» **SELECTED EXTRACT**:

---+---

Senate Bill 1969, the third measure signed Wednesday, transfers resources from the EDGE program to the Higher Regents Endowment Trust Fund. The two Republican appropriations chairmen in the Legislature, state Rep. Earl Sears of Bartlesville and Sen. Clark Jolley of Edmond, shepherded the measure to passage.

The measure will make up, over time, about half of what Higher Education officials characterize as a “backlog” – a lack of taxpayer funding to match private contributions accumulated to finance positions at colleges and universities. The measure will benefit at least 22 of the 25 institutions in the government’s Higher Ed system.

Interest from EDGE will also provide start-up funds for the “closing fund” Fallin has sought since her first State of the State address. 

In an upbeat assessment of the 2012 legislative session, Fallin’s staff summarized the luster of Higher Education bills with these words, saying the system would receive: 

“$10 million annualized funding for operations, matching an FY 2012 supplemental measure; transferred the bulk of the $161 million funding the EDGE program to university endowed chairs program; allocated $3 million for the Wayman Tisdale specialty health clinic in Tulsa; $3.08 million for the OSU College of Osteopathic Medicine to fund the rural residency program to increase access to health care in rural and underserved areas.” 

In her remarks before the signing ceremony, the chief executive gave a “shout out” to not only the Oklahoma City Thunder – seeking the Western Conference title of the National Basketball Association later that evening – but also to the OU softball team, playing for a Women’s World Series title. Hargis later said he, too, would be cheering for the Lady Sooners. 

Fallin thanked legislators, Boren, Hargis and others from the Higher Ed system, as well as several organizations whose lobbyists played an important role advocating for the significant funding boost and the “backlog” fill-in. 

Speaker Steele teased Sears about a dramatic change in his hair style since the end of the 2012 session on May 25, then turned serious in thanking state Reps. Corey Williams, a Stillwater Democrat, and Doug Cox, a Grove Republican, for advocating the rural residency programs. 

Hargis, president of Oklahoma State University, said the new legislation for residencies addressed “a critical, acute need” and was something that only could have been triggered by state government action.

---+---

» **DATA LISTING**:

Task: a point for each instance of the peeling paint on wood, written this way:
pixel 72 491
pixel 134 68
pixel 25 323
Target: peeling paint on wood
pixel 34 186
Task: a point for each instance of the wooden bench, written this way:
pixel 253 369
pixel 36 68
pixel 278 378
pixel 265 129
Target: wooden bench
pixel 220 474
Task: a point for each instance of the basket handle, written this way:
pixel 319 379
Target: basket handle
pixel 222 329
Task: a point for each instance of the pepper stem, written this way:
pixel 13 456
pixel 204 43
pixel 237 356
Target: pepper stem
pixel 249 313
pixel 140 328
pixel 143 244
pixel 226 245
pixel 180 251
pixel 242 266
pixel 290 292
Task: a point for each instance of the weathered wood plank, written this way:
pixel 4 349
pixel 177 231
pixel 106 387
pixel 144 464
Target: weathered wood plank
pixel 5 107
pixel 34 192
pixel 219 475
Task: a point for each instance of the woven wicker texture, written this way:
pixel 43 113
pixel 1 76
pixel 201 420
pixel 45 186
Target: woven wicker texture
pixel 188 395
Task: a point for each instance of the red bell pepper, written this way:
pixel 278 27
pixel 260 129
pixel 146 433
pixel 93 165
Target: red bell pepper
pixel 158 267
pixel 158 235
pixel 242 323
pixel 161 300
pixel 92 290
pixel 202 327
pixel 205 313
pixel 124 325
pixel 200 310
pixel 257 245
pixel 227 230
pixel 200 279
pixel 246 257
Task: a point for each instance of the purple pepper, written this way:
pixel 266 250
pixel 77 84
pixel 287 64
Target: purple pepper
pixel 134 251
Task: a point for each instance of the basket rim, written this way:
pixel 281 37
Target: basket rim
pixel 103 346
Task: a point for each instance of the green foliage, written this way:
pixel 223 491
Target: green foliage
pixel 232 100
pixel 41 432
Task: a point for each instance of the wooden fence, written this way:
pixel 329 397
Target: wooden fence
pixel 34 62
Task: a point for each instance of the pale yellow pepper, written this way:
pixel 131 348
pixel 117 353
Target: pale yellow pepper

---+---

» **LIST OF TASKS**:
(1) In the article on Oklahoma's higher education funding bills, how much money was set aside for the Wayman Tisdale specialty health clinic in Tulsa?
(2) Carry on the article about Oklahoma's higher education funding bills from the point where it stops.
The records have nothing to do with the article on Oklahoma's higher education funding bills.

» **ANSWERS BY TASK**:
(1) $3 million.

(2)
Sen. Jolley pointed to a group of medical students in the Blue Room, saying “those who might benefit the most are the students in the back wearing the long jackets.” He also said the shift of resources from EDGE into endowments was laudable and would serve the original program’s objectives. He hailed the University of Central Oklahoma (Edmond), now with the state’s third largest number of students. 

Rep. Sears said he was proud the Legislature was “fulfilling a promise” by boosting the matching endowment program. He pointed to Higher Ed officials in the room and said, “Don’t blow it. Keep moving Oklahoma forward.” 

OU President Boren, a former governor himself, thanked Fallin for her support and said the endowed chairs have “allowed us to recruit stars into our state.” He said the “remarkable public-private partnership” allows the state to battle “raiders from Harvard and MIT” who try to draw Oklahomans away from the state. He said the effect of the legislation “will be felt for years to come.”

Glen Johnson, chancellor of the Higher Education system, said 22 of the 25 institutions have endowed chairs waiting for “the public match” that taxpayers will fill thanks to the new laws.  He asserted, “the winners are the students” whom he characterized as “our leaders of the future.” 

In discussion with reporters, OSU officials projected 40 to 50 new medical residencies a year, leading ultimately to 300 more primary care physicians over the next several years. A favored talking point for the legislation is an anticipated federal funding match. 

In response to a question from CapitolBeatOK, Boren characterized a partnership with the University of Tulsa for a “school of community medicine” will be part of a “a major investment” by his institution in the north Tulsa area.